*Text provided*.

Legalising same-sex marriage is pivotal to the militant secular attack on religious freedom, parents' right to determine their children's education and state-aid for church-based agencies.
The gay, lesbian, bisexual, transgender, intersex (GLBTI) and radical, secular human rights lobbies say that same-sex marriage is needed to remove the last vestige of discrimination from federal law.
But discrimination based on age, race, gender or sexual preference has already been removed from federal and state laws.
In reality, today's push for same-sex marriage is not about discrimination. Rather, it is a polemic that hides a serious attack on basic freedoms. The real agenda is to bring the churches into fundamental conflict with the state, the GLBTI and radical human rights lobbies using a combination of same-sex marriage and anti-discrimination and human rights legislation.
Radical social agenda
Experiences in Victoria and in Europe, the UK, the US and Canada indicate that such laws become grounds to attack the churches and then for the courts to force these to accept a radical social agenda, or face prosecution and potentially the loss of state funding for church-based organisations.
To supposedly resolve this immediate conflict with the churches, politicians are saying that new laws will grant "exemptions".
For example, they say that the same-sex marriage bills and proposed anti-discrimination laws will exempt ministers of religion from performing same-sex marriages and religious denominations from having these performed in their places of worship.
Such "escape clauses" are to placate the churches and general public concerns in order to gain support for legislation. However, as opinion writer for The Australian (30 November 2011) Paul Kelly wrote, only a fool would accept the idea that "exemptions" for the churches will be effective and lasting.
The strategy for this radical secular attack on religion is seen clearly in two revolutionary changes being proposed by the federal government. These laws are designed to catch the churches in a pincer.
First, there are three bills for same-sex marriage before the federal parliament - one before the Senate and two before the House of Representatives, with possibly a fourth bill later in the year.
The organisation leading the push for same-sex marriage, called Australian Marriage Equality, is attempting to remove public concerns. It argues the churches won't be affected because each same-sex marriage bill allows "charities and schools [to] seek exemptions should the need arise."
Second, the federal Attorney-General, Nicola Roxon, is holding an inquiry into consolidating the Commonwealth's four separate anti-discrimination laws. Her Department's position paper says that there will be exemptions for churches, schools and other oganisations. Yet, numerous GLBTI and radical human rights groups have told the Attorney General's inquiry that there must be no such exemptions.
Consider what just a few of these organisations are saying to the inquiry into a new anti-discrimination law.
The Australian Federation of AIDS Organisations (AFAO) represents the AIDS councils in each state and territory, which are an umbrella for 1,039 AIDS, drug-injecting, Aboriginal and Torres Straits Islander and sex-worker organisations.

*Exercise set*.
1 - Answer these from the passage on same-sex marriage and religious freedom:
(a) How many same-sex marriage bills are currently before the federal parliament?
(b) Who is holding the inquiry into consolidating the Commonwealth's anti-discrimination laws?
(c) How many organisations do the AIDS councils represented by AFAO serve as an umbrella for?
2 - Please repeat everything in the passage on same-sex marriage and religious freedom from "Legalising same-sex marriage" down to "human rights legislation.".

*Given data*.

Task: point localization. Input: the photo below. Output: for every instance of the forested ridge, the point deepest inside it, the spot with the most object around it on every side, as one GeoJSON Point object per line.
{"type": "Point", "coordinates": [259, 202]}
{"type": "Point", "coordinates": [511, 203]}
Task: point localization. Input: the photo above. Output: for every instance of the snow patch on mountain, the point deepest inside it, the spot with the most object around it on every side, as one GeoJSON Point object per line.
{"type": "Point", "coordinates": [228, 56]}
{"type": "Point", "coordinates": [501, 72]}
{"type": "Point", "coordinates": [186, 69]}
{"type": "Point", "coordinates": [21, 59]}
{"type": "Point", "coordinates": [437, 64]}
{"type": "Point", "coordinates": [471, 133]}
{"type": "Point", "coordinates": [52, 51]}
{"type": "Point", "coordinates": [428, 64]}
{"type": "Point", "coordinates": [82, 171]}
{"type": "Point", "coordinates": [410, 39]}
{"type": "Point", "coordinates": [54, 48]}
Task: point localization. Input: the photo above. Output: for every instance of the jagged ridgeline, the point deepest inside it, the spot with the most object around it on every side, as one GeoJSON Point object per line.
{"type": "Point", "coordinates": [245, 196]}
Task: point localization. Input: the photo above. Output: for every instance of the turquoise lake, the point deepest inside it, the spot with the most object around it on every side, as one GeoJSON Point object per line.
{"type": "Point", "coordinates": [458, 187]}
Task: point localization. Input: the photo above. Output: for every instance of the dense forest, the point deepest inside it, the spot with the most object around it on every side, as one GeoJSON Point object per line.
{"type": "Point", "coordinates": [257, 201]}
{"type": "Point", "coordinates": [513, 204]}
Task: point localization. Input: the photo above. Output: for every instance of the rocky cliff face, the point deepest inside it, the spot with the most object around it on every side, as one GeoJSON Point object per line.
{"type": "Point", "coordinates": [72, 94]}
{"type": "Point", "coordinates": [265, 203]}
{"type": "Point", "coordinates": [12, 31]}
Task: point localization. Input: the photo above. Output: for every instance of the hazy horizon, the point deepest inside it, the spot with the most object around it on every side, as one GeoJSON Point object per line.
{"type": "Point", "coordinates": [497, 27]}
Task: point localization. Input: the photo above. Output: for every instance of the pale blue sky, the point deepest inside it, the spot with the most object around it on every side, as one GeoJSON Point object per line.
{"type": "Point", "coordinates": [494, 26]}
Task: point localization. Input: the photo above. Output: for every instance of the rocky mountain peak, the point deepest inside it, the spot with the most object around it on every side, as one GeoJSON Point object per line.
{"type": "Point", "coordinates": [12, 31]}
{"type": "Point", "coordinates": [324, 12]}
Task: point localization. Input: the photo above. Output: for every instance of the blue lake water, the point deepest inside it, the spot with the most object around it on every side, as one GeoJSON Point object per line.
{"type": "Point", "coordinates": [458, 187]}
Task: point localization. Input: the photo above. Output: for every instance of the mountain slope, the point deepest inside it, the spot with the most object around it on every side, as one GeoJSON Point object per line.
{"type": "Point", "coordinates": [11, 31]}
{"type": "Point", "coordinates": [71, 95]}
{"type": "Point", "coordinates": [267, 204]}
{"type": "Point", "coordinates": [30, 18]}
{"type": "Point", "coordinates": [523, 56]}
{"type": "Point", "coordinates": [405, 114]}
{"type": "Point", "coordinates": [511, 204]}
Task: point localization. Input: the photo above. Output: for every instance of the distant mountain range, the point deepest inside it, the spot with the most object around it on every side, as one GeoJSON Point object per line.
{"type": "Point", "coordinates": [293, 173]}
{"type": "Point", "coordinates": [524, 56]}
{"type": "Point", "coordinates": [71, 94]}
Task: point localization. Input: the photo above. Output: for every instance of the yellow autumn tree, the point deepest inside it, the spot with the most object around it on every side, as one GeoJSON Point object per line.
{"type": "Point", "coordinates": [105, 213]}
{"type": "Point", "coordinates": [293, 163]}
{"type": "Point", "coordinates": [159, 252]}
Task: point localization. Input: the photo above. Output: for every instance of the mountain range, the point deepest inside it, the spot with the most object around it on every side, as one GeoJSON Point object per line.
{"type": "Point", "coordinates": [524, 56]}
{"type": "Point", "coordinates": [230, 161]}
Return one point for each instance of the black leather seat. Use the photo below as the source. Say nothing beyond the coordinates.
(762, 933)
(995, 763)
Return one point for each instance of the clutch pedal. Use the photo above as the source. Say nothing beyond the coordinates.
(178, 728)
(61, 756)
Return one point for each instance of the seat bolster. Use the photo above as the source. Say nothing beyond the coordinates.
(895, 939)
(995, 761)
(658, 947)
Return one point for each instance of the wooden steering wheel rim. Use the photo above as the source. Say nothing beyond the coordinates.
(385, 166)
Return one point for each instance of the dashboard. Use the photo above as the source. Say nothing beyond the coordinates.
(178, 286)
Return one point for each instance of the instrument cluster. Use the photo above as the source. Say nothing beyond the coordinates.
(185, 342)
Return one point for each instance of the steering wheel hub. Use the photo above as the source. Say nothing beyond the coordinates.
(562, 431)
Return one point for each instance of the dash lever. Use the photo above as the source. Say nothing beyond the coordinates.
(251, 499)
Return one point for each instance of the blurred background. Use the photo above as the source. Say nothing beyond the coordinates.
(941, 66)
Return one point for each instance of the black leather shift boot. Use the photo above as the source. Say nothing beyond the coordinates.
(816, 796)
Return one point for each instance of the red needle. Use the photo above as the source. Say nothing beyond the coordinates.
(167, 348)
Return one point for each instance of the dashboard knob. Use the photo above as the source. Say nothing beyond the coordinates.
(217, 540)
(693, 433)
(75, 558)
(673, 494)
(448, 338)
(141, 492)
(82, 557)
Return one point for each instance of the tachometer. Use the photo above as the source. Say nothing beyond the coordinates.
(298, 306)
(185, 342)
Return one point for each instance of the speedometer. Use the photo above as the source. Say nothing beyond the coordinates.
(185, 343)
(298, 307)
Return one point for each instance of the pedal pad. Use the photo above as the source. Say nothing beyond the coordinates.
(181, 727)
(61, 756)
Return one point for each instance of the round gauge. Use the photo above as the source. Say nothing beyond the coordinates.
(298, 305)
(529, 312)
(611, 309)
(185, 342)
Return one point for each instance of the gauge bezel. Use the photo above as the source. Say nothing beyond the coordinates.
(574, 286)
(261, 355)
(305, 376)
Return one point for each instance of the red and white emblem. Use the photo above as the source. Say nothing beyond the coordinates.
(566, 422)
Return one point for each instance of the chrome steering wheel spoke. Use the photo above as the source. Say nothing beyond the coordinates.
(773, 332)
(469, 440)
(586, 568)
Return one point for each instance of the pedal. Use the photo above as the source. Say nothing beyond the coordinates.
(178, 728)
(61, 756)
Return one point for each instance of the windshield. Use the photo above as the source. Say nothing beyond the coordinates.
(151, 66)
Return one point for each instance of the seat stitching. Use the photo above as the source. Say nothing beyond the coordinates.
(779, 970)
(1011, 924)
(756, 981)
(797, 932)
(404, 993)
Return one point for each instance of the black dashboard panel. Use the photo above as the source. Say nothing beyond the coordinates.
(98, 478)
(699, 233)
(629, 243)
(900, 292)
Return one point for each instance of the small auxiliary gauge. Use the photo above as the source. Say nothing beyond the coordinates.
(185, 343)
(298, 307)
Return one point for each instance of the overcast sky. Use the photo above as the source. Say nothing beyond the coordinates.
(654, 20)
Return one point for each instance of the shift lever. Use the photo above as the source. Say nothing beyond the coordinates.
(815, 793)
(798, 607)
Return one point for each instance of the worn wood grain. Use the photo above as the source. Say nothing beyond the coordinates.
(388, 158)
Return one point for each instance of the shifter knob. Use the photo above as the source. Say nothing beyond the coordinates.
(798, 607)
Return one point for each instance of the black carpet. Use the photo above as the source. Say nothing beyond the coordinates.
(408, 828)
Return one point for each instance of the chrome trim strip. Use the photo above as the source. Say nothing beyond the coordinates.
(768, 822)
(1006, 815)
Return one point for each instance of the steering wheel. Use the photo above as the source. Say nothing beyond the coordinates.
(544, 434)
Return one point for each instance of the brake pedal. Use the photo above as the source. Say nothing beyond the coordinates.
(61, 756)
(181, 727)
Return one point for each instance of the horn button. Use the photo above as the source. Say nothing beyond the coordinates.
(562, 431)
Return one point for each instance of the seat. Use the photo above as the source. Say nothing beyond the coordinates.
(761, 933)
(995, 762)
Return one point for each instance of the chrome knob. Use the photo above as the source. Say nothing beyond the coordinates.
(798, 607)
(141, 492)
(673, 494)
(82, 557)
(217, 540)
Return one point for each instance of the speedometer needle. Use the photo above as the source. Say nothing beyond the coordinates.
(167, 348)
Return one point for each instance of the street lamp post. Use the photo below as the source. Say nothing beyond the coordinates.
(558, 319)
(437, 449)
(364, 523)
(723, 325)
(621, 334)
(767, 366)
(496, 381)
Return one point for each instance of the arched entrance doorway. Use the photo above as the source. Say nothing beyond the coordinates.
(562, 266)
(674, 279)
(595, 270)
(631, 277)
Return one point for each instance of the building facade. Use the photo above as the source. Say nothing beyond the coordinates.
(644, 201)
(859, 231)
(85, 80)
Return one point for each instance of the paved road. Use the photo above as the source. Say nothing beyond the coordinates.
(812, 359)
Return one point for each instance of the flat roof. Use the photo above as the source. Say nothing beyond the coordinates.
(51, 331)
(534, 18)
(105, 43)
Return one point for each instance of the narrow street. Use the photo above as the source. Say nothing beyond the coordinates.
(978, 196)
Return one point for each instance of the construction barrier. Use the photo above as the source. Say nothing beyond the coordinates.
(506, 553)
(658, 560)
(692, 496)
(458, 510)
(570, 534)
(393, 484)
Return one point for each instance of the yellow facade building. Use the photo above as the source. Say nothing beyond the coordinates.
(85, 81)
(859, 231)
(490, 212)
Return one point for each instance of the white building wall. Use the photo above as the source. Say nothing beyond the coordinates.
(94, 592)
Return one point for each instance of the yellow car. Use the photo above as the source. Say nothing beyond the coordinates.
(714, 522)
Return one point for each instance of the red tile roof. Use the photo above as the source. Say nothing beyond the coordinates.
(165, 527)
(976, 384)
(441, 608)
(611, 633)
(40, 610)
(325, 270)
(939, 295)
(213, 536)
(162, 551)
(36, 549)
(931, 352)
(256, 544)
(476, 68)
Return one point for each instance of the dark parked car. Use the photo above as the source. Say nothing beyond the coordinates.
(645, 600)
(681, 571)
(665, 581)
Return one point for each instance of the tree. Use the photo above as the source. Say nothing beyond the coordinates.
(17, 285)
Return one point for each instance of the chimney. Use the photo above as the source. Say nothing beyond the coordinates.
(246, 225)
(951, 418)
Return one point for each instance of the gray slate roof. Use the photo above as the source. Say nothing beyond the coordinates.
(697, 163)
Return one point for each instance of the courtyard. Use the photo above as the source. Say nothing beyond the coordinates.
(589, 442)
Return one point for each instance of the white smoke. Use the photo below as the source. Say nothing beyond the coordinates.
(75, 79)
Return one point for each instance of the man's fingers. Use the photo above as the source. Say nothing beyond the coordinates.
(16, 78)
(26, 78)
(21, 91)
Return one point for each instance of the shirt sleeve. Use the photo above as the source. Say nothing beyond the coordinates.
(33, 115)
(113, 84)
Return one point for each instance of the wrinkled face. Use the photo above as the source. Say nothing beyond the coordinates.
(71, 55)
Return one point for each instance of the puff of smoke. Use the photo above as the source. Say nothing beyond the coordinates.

*Results of the tasks*.
1 -
(a) Three: one before the Senate and two before the House of Representatives.
(b) The federal Attorney-General, Nicola Roxon.
(c) 1,039.

2 -
Legalising same-sex marriage is pivotal to the militant secular attack on religious freedom, parents' right to determine their children's education and state-aid for church-based agencies.
The gay, lesbian, bisexual, transgender, intersex (GLBTI) and radical, secular human rights lobbies say that same-sex marriage is needed to remove the last vestige of discrimination from federal law.
But discrimination based on age, race, gender or sexual preference has already been removed from federal and state laws.
In reality, today's push for same-sex marriage is not about discrimination. Rather, it is a polemic that hides a serious attack on basic freedoms. The real agenda is to bring the churches into fundamental conflict with the state, the GLBTI and radical human rights lobbies using a combination of same-sex marriage and anti-discrimination and human rights legislation.